=== What the task asks ===
An exact transcription of every record is needed, leaving out the pictures.

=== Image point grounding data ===
"""
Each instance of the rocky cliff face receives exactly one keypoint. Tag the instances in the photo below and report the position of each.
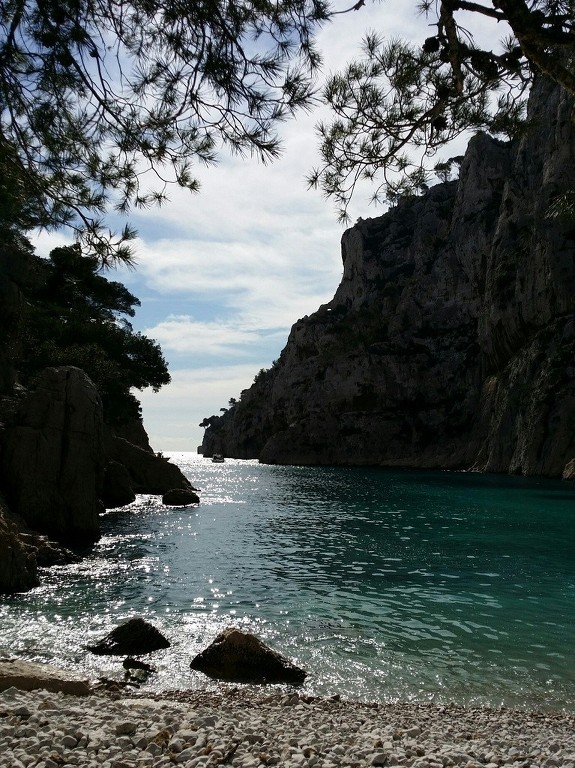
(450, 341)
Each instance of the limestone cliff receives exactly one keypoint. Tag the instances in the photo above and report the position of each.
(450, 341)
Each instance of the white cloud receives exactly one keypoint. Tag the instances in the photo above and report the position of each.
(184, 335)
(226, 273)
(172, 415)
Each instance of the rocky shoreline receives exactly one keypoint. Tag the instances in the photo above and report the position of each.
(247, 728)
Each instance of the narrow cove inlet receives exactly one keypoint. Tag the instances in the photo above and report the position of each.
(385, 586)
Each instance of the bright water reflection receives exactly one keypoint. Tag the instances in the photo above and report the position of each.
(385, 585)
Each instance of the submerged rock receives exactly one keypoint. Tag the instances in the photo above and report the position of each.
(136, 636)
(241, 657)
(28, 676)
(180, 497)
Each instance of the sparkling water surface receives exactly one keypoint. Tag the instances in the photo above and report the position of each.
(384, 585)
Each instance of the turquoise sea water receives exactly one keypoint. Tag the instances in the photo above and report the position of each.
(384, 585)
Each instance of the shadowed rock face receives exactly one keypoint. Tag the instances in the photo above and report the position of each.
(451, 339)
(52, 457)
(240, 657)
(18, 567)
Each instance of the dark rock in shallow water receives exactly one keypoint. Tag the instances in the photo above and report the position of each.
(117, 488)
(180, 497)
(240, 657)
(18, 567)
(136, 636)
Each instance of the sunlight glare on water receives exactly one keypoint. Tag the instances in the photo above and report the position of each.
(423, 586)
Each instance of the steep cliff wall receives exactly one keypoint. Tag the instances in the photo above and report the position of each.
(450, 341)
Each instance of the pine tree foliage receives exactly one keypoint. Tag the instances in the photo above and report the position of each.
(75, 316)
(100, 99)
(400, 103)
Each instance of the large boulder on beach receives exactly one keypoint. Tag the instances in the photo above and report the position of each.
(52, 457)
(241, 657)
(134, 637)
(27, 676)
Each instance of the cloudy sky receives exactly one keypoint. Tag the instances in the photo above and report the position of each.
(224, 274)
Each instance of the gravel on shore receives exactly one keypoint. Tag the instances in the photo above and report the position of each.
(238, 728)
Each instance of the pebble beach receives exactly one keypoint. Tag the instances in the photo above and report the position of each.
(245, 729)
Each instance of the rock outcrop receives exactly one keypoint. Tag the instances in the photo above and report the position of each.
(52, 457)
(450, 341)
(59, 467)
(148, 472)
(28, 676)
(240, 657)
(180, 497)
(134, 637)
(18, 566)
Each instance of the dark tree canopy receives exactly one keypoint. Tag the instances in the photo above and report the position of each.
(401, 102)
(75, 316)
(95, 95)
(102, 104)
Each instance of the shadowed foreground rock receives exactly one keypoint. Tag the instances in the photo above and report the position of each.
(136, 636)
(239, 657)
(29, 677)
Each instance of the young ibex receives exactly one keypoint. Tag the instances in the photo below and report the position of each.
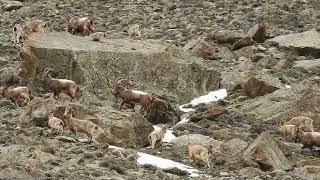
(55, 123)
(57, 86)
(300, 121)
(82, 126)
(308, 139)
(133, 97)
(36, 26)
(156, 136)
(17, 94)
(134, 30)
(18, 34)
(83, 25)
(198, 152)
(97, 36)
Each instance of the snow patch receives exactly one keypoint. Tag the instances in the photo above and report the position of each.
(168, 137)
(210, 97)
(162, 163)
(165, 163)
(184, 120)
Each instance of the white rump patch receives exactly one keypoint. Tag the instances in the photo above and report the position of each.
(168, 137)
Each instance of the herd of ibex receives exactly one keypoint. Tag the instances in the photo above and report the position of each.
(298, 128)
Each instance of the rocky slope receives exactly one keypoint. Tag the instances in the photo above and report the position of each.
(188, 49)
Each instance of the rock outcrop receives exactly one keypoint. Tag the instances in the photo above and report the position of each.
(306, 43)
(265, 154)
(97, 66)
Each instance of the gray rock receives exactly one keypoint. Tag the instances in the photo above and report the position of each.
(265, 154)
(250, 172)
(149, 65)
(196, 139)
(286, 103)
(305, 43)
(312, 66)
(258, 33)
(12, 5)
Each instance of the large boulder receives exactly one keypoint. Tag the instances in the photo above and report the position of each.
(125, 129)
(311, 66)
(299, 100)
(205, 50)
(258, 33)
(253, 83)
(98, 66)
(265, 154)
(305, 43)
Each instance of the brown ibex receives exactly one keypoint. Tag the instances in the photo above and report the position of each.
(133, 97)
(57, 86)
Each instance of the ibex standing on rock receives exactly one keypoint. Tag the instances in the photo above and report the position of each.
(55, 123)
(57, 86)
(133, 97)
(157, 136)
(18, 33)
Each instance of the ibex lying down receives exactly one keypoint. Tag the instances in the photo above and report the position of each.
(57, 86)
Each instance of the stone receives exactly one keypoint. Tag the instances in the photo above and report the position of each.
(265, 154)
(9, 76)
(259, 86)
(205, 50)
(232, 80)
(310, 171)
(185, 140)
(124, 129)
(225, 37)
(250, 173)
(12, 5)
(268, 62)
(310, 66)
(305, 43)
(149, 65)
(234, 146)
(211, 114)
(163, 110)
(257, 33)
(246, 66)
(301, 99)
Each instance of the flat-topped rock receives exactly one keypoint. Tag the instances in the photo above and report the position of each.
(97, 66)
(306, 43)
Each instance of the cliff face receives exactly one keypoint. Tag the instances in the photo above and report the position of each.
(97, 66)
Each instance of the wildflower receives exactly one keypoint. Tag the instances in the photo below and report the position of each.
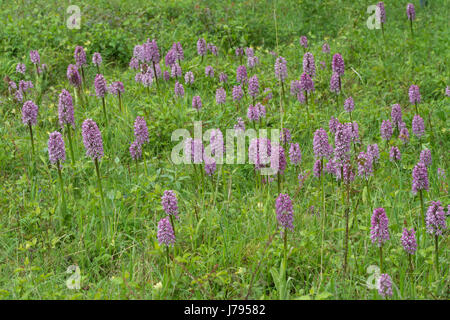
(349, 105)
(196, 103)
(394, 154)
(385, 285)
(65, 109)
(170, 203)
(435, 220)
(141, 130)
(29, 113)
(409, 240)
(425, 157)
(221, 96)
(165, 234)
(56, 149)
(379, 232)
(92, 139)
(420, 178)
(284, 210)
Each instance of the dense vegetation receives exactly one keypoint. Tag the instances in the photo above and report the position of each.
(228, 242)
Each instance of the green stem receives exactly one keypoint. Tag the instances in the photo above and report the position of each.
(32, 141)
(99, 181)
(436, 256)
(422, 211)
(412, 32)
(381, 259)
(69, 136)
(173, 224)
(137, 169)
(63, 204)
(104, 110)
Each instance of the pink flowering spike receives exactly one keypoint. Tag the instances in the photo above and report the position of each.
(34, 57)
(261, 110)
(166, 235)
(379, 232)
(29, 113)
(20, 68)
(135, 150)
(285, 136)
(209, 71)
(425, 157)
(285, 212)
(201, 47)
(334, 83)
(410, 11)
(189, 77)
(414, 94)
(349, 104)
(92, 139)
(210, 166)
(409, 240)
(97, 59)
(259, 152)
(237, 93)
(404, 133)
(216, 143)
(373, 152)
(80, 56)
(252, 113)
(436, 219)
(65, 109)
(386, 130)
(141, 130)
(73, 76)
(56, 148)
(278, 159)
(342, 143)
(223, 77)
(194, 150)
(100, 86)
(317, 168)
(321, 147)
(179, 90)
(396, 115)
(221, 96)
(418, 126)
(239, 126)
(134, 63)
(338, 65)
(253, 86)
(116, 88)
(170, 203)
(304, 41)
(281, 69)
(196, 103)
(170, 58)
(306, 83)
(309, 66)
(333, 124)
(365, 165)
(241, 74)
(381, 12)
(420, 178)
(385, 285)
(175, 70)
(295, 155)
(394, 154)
"""
=== Exercise answer ===
Each instance of the rocky cliff face receives exactly one keypoint. Tag the instances in the photo below and report the position of each.
(450, 341)
Each instance of the limestone cliff receives exactly one keypoint. Tag the instances in the photo above and report the position of each.
(450, 341)
Each instance of the white cloud receives exactly one keypoint. Tag the instances in the photo above and report the position of each.
(184, 335)
(226, 273)
(172, 415)
Each instance of the rocky shoreline receives exactly one keypoint. Tag the instances in the photo above and report the position of each.
(247, 728)
Each instance of the narrow cove inlet receives exactly one keypoint. Tag the instances in the photo above and report the position of each.
(385, 586)
Each instance of the bright water reflection receives exactly one keypoint. Tag the instances in the photo above and report the position of each.
(385, 585)
Each instance of the submerged rock receives exactly one keypoint. Tag the instances in the photo above and report the position of each.
(136, 636)
(241, 657)
(28, 676)
(180, 497)
Each instance of the sparkling water surface receives exactly one keypoint. Tag the instances in the photo above and report the position of each.
(384, 585)
Each instance of the turquoise sea water receives exactly one keypoint. Tag the instances in the photo above and report the position of each.
(384, 585)
Each instance of the shadowed rock face receives exactly one keypoint. Tag the instances in the photo above and report the position of each.
(451, 339)
(52, 457)
(240, 657)
(18, 567)
Each instance of the dark rock in shallow water receives exactly one keypoint. Tag the instances in the photo above and report the position of each.
(117, 488)
(180, 497)
(240, 657)
(18, 567)
(136, 636)
Each instance of the sunlight glare on water receives exactly one keypoint. Tag the instances in the photo above and report the position of each.
(423, 586)
Each instance of the steep cliff wall receives exactly one keypoint. Tag the instances in the photo above and report the position of each.
(450, 341)
Each instance of the pine tree foliage receives exactly one keypoint. Tag the instances in the photo above and report the position of each.
(75, 316)
(100, 99)
(400, 103)
Each instance of the large boulder on beach receives exactly one keypoint. Tag the instances in the photo above and report the position of each.
(52, 457)
(241, 657)
(134, 637)
(27, 676)
Each instance of the cloudy sky receives exactly one keypoint. Tag the instances in the photo above and report the position of each.
(224, 274)
Each instance of the gravel on shore receives exactly one keypoint. Tag the instances in the photo above and report the position of each.
(238, 728)
Each instance of the pebble beach receives exactly one keypoint. Tag the instances in the photo above and report the position of each.
(245, 729)
Each instance of the rock outcrop receives exactly one keypoint. Tag the instances in the photo above and report the position of each.
(52, 457)
(450, 341)
(59, 467)
(148, 472)
(28, 676)
(240, 657)
(180, 497)
(134, 637)
(18, 566)
Each instance of the dark tree canopy receives exactly one keypoint. Tag the instances in the photo above and report the position of each.
(401, 102)
(75, 316)
(95, 95)
(102, 104)
Each instance of the shadowed foreground rock receives exactly one keypoint. Tag the instances in the photo above and report the position of each.
(136, 636)
(239, 657)
(29, 677)
Each instance of the young ibex receives exactly one keypoint. Tag the instances in the photo below and report the position of each.
(55, 123)
(57, 86)
(300, 121)
(82, 126)
(308, 139)
(133, 97)
(36, 26)
(156, 136)
(17, 94)
(134, 30)
(18, 34)
(83, 25)
(198, 152)
(97, 36)
Each instance of the snow patch receives exactly one keypoint. Tag the instances in the photo above and report the position of each.
(168, 137)
(210, 97)
(162, 163)
(165, 163)
(184, 120)
Each instance of the white rump patch receives exactly one keypoint. Tag the instances in the photo above and report the position of each.
(168, 137)
Each instance of the herd of ibex receives exactly one keypoint. Tag the instances in the photo above and report the position of each.
(298, 128)
Each instance of the rocky slope receives exactly one keypoint. Tag the instances in the photo above and report the position of each.
(188, 49)
Each instance of the rock outcrop receives exactly one keypoint. Tag the instances in the photo above and report the position of each.
(306, 43)
(265, 154)
(97, 66)
Each instance of the gray rock receives exactly one keypoint. Tag the instances in the photo above and report the position of each.
(265, 154)
(250, 172)
(149, 65)
(196, 139)
(286, 103)
(305, 43)
(312, 66)
(258, 33)
(12, 5)
Each instance of the large boulder receives exactly one keypoint. Tag the instances in the photo above and report the position of each.
(125, 129)
(311, 66)
(299, 100)
(205, 50)
(258, 33)
(253, 83)
(98, 66)
(265, 154)
(305, 43)
Each instance of the brown ibex receives exactly one keypoint. Tag the instances in the photo above and report the position of each.
(133, 97)
(57, 86)
Each instance of the ibex standing on rock receives exactly one keypoint. Tag the instances in the photo above and report the position of each.
(55, 123)
(57, 86)
(133, 97)
(157, 136)
(18, 33)
Each instance of the ibex lying down receives exactly one keypoint. Tag the instances in the photo above and report the position of each.
(57, 86)
Each instance of the stone receives exactly one keypoint. Tag the instances in the photo above and report the position of each.
(265, 154)
(9, 76)
(259, 86)
(205, 50)
(232, 80)
(310, 171)
(185, 140)
(124, 129)
(225, 37)
(250, 173)
(12, 5)
(268, 62)
(310, 66)
(305, 43)
(149, 65)
(234, 146)
(211, 114)
(163, 110)
(257, 33)
(246, 66)
(301, 99)
Each instance of the flat-topped rock receives exactly one keypoint. Tag the instances in the photo above and report the position of each.
(97, 66)
(306, 43)
Each instance of the cliff face receives exactly one keypoint. Tag the instances in the photo above and report the position of each.
(97, 66)
Each instance of the wildflower receives exactly one keypoint. Tag the instances in the photo below and report the position of each.
(349, 105)
(196, 103)
(394, 154)
(385, 285)
(65, 109)
(170, 203)
(435, 220)
(141, 130)
(29, 113)
(409, 240)
(425, 157)
(221, 96)
(165, 234)
(56, 149)
(379, 232)
(92, 139)
(420, 178)
(284, 210)
Each instance of the dense vegetation receives exactly one keypoint. Tag the instances in the photo above and report the position of each.
(228, 242)
Each instance of the green stem receives exactly one keypoint. Tag the instances in the photo above and report the position of each.
(32, 141)
(99, 181)
(436, 256)
(422, 211)
(412, 32)
(381, 259)
(69, 136)
(173, 224)
(137, 169)
(63, 204)
(104, 110)
Each instance of the pink flowering spike receives exactly one keypoint. Tag the instances in the photo above and report the position of each.
(34, 57)
(261, 110)
(166, 235)
(379, 232)
(29, 113)
(20, 68)
(135, 150)
(285, 136)
(209, 71)
(425, 157)
(285, 212)
(201, 47)
(334, 83)
(410, 11)
(189, 77)
(414, 94)
(349, 104)
(92, 139)
(210, 166)
(409, 240)
(97, 59)
(259, 152)
(237, 93)
(404, 133)
(216, 143)
(373, 152)
(80, 56)
(252, 113)
(436, 219)
(65, 109)
(386, 130)
(141, 130)
(73, 76)
(56, 148)
(278, 159)
(342, 143)
(223, 77)
(194, 150)
(100, 86)
(317, 168)
(321, 147)
(179, 90)
(396, 115)
(221, 96)
(418, 126)
(239, 126)
(134, 63)
(338, 65)
(253, 86)
(116, 88)
(170, 203)
(304, 41)
(281, 69)
(196, 103)
(170, 58)
(306, 83)
(309, 66)
(333, 124)
(365, 165)
(241, 74)
(381, 12)
(420, 178)
(385, 285)
(175, 70)
(295, 155)
(394, 154)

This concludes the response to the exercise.